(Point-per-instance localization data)
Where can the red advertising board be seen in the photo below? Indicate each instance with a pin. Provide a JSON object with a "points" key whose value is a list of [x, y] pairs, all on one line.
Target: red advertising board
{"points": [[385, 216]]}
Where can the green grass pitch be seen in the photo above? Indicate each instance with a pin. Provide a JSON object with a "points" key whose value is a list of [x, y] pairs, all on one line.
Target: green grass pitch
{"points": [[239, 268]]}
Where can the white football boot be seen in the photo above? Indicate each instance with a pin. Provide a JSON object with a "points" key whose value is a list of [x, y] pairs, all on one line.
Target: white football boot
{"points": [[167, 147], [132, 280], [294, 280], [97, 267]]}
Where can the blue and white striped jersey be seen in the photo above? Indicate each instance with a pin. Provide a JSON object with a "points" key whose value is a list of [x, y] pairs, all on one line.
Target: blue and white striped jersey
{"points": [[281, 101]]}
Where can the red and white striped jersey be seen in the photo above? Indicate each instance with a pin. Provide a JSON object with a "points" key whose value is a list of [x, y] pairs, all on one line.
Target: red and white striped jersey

### TASK TO CARRY OUT
Output only the lines from the one holding "Where can the green" through the last line above, exactly as they appear.

### RESULT OF THE TASK
Where can the green grass pitch be seen in the photo above? Indicate each instance with a pin. Provide a JSON object with a "points" key whose value is a list of [x, y] pairs, all on one line.
Target: green grass pitch
{"points": [[239, 268]]}
Where can the white football boot be seen in the photo above? Indicate each instance with a pin. Provide a JSON object with a "points" key whose value is a list of [x, y] pairs, all on one line.
Target: white football boot
{"points": [[167, 147], [132, 280], [294, 280], [97, 267]]}
Where can the blue and white striped jersey be seen in the photo above? Indicate each instance with a pin. Provide a JSON object with a "points" key whose value is a list of [x, y] pairs, all on one line.
Target: blue and white striped jersey
{"points": [[281, 101]]}
Where can the red and white striped jersey be seen in the photo above? Indicate each instance with a pin. Provide a JSON object with a "points" key whose value is a list of [x, y] pairs, all on one line.
Target: red and white striped jersey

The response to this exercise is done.